#### Problem description:
Edit the material from its start down to and including the line that contains "negative clicks: (532, 144) (272, 227)": replace "positive" with "foreground" and keep everything else the same. Leave the pictures out of your answer.

---------- Information given

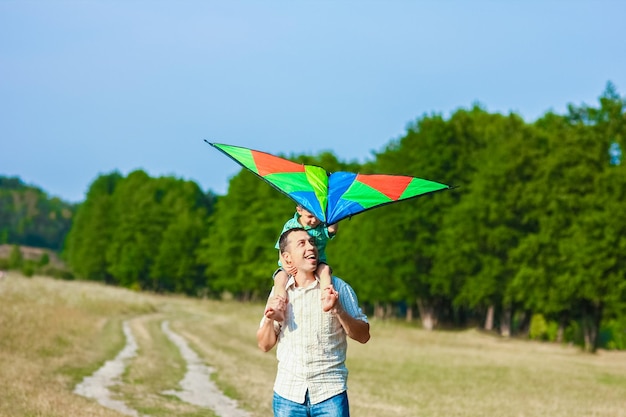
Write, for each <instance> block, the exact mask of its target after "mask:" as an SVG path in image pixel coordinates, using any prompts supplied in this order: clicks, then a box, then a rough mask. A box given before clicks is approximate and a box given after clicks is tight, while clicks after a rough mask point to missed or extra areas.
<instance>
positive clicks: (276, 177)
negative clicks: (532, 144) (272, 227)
mask: <svg viewBox="0 0 626 417" xmlns="http://www.w3.org/2000/svg"><path fill="white" fill-rule="evenodd" d="M207 143H209V144H210V145H211V146H213V147H215V148H216V149H218V150H220V151H221V152H223V153H224V154H226V155H227V156H229V157H230V158H232V159H233V160H234V161H235V162H237V163H238V164H240V165H241V166H243V167H244V168H246V169H248V170H250V171H252V172H253V173H254V174H256V175H258V176H259V177H260V178H261V179H262V180H264V181H266V182H268V183H269V184H270V185H272V186H273V187H274V188H276V189H277V190H278V191H280V192H281V193H283V194H285V195H287V196H288V197H289V198H291V199H292V200H294V201H295V202H296V203H297V204H300V205H302V207H304V208H305V209H307V210H308V211H309V212H311V213H312V214H313V215H315V217H317V218H318V219H320V220H321V221H323V222H325V223H327V224H334V223H337V222H338V221H339V220H342V219H345V218H346V217H350V216H353V215H355V214H357V213H361V212H363V211H366V210H370V209H373V208H375V207H379V206H382V205H386V204H391V203H395V202H398V201H403V200H407V199H410V198H415V197H419V196H420V195H424V194H428V193H432V192H435V191H440V190H446V189H449V188H450V187H449V186H448V185H445V184H441V183H437V182H433V181H428V180H423V179H420V178H415V177H407V176H401V175H363V174H355V173H351V172H334V173H332V174H329V173H328V172H326V170H324V169H323V168H320V167H317V166H314V165H304V164H299V163H296V162H292V161H289V160H287V159H284V158H279V157H277V156H274V155H271V154H268V153H265V152H260V151H255V150H252V149H248V148H242V147H239V146H231V145H224V144H218V143H210V142H207Z"/></svg>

--------------------

#### Exercise solution:
Write, for each <instance> block, the exact mask of its target after "mask:" as an SVG path in image pixel coordinates, using any prompts supplied in this order: clicks, then a box, then a rough mask. A box given before clicks is approximate and a box given after clicks is tight, while clicks after a rough mask point to missed or extra areas.
<instance>
foreground clicks: (276, 177)
negative clicks: (532, 144) (272, 227)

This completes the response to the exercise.